> [Task instructions]:
Determine how many lines of the listing below contain the string "background". Give only the number.

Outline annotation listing
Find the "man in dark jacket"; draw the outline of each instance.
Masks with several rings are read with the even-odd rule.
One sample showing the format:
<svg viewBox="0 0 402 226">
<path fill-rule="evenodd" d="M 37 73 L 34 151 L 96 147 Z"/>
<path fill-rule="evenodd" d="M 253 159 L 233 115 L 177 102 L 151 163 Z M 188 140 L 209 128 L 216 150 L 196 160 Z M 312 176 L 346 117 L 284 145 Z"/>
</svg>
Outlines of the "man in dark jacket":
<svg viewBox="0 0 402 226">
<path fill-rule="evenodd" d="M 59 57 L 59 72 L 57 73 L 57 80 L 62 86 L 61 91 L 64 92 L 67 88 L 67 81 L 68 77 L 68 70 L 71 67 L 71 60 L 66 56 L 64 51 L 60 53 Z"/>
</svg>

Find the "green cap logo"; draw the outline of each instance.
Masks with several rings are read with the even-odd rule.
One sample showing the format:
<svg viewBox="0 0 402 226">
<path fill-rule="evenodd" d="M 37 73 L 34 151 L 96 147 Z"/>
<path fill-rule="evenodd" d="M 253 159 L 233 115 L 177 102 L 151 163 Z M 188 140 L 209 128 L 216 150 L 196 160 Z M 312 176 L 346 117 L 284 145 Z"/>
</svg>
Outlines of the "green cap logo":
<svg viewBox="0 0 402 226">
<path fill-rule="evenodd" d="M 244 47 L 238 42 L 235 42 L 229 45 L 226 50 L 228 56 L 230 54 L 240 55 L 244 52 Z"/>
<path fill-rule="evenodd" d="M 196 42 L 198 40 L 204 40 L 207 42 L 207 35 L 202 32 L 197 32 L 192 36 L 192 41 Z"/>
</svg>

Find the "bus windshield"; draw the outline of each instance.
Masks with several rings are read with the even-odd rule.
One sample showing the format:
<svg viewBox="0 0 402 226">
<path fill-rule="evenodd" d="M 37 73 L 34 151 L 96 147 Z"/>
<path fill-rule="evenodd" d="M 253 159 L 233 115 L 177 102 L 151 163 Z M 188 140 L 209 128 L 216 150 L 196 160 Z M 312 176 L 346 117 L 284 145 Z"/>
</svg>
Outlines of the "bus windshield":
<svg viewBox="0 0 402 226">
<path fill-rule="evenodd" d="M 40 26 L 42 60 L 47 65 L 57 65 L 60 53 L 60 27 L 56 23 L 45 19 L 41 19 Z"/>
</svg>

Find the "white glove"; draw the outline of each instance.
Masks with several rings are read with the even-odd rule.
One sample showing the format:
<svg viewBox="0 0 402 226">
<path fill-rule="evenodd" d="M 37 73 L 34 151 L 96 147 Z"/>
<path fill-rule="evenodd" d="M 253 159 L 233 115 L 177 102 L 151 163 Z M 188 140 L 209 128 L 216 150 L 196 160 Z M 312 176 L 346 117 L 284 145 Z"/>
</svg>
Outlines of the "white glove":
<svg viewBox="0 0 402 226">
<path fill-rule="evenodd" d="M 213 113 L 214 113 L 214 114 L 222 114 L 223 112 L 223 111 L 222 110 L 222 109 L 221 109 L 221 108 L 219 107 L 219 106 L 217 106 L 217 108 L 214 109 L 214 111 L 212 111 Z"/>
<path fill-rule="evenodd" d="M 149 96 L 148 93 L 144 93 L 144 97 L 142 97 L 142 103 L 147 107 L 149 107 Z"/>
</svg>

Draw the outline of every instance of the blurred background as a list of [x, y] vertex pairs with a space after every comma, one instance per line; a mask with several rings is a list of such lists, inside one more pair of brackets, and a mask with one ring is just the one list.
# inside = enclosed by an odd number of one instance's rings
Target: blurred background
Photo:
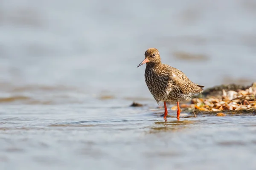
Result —
[[153, 47], [206, 88], [250, 85], [256, 18], [253, 0], [0, 0], [0, 169], [255, 169], [251, 116], [163, 125], [136, 66]]
[[2, 0], [1, 90], [76, 87], [90, 97], [151, 98], [145, 66], [136, 66], [151, 47], [207, 88], [250, 84], [256, 17], [253, 0]]

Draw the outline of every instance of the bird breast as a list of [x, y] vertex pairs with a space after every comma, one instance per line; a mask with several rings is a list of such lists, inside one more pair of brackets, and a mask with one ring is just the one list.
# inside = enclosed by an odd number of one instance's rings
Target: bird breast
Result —
[[145, 78], [148, 90], [157, 102], [168, 100], [172, 88], [168, 73], [160, 72], [154, 68], [146, 69]]

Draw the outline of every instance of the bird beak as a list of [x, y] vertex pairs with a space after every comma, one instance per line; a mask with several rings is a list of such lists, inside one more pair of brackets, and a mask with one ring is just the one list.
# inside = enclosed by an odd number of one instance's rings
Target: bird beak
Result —
[[145, 60], [143, 60], [143, 61], [140, 63], [140, 64], [139, 65], [137, 65], [137, 67], [138, 68], [138, 67], [140, 67], [140, 66], [141, 66], [141, 65], [142, 65], [143, 64], [144, 64], [146, 62], [148, 62], [149, 61], [148, 61], [148, 58], [146, 58], [145, 59]]

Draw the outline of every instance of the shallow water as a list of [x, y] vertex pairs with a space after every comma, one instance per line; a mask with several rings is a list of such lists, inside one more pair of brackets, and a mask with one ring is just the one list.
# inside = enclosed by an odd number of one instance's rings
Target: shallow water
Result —
[[165, 122], [154, 113], [146, 108], [3, 106], [0, 160], [3, 169], [256, 167], [254, 116]]
[[254, 1], [70, 2], [0, 0], [0, 169], [256, 169], [254, 113], [166, 122], [136, 68], [250, 84]]

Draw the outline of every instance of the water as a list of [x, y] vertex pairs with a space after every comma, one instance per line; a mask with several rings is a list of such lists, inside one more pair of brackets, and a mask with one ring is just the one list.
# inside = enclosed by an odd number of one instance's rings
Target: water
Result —
[[250, 84], [256, 9], [250, 0], [0, 1], [0, 168], [255, 169], [254, 114], [165, 122], [136, 66], [154, 47], [206, 88]]

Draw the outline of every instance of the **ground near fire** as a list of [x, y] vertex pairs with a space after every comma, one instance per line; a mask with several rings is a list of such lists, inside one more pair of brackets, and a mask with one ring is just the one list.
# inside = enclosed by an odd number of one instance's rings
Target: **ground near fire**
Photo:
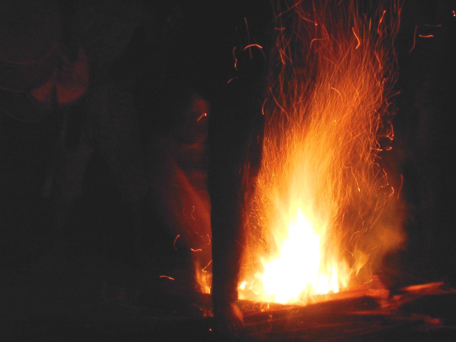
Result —
[[[203, 3], [62, 7], [67, 27], [86, 30], [75, 36], [90, 78], [62, 139], [73, 155], [87, 127], [95, 142], [86, 165], [72, 164], [83, 176], [67, 205], [56, 201], [61, 184], [49, 184], [62, 122], [15, 115], [0, 84], [0, 340], [456, 340], [456, 2]], [[218, 113], [225, 97], [231, 107]], [[105, 126], [101, 115], [93, 124], [75, 114], [102, 111], [104, 101], [137, 122], [126, 131], [121, 114]], [[129, 191], [140, 172], [124, 181], [131, 174], [109, 152], [131, 141], [125, 131], [138, 144], [127, 159], [139, 153], [146, 175], [137, 197]], [[242, 143], [221, 145], [230, 135], [250, 139], [250, 154]], [[214, 141], [218, 153], [250, 162], [239, 170], [245, 327], [234, 335], [218, 331], [209, 294]], [[302, 252], [291, 255], [300, 261], [277, 261], [290, 254], [282, 245]]]

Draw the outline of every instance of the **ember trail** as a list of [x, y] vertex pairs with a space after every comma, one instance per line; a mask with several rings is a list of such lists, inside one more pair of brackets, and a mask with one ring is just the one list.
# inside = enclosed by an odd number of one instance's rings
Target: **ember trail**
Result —
[[380, 158], [394, 136], [400, 11], [397, 2], [277, 6], [240, 299], [305, 304], [356, 286], [402, 240]]

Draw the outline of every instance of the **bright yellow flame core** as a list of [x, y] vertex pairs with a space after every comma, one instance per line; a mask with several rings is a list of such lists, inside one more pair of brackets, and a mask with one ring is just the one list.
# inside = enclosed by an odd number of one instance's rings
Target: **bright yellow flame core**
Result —
[[380, 9], [368, 20], [352, 1], [312, 3], [310, 16], [293, 8], [293, 33], [281, 31], [277, 40], [282, 66], [264, 111], [241, 299], [305, 304], [346, 288], [388, 248], [378, 237], [390, 233], [382, 214], [394, 190], [380, 165], [378, 141], [393, 136], [384, 118], [400, 9], [389, 9], [396, 12], [387, 23]]
[[[263, 284], [263, 294], [268, 301], [285, 303], [309, 294], [337, 292], [338, 269], [345, 271], [341, 281], [347, 286], [348, 267], [339, 267], [332, 260], [325, 262], [324, 232], [316, 231], [301, 210], [288, 228], [288, 236], [278, 257], [269, 262], [262, 260], [264, 273], [255, 276]], [[296, 264], [296, 260], [303, 262]]]

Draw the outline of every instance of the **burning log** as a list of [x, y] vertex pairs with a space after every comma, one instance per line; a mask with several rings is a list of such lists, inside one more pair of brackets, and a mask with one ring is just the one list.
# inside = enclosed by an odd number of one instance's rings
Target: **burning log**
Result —
[[305, 304], [353, 288], [403, 240], [380, 158], [394, 137], [400, 12], [394, 1], [278, 7], [241, 298]]

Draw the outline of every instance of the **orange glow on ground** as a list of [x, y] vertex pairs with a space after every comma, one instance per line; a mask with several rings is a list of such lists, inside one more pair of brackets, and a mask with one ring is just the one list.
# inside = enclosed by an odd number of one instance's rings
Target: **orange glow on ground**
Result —
[[402, 239], [400, 220], [389, 220], [400, 215], [379, 155], [391, 149], [380, 140], [393, 135], [400, 6], [365, 17], [353, 1], [303, 2], [277, 16], [277, 27], [294, 24], [277, 30], [241, 299], [305, 304], [357, 277], [367, 283], [371, 275], [360, 270]]

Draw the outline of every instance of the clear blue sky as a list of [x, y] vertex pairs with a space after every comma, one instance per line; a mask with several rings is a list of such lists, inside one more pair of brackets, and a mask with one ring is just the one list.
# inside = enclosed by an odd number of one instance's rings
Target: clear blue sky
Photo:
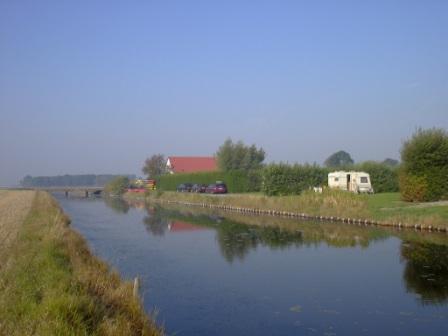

> [Solution to this task]:
2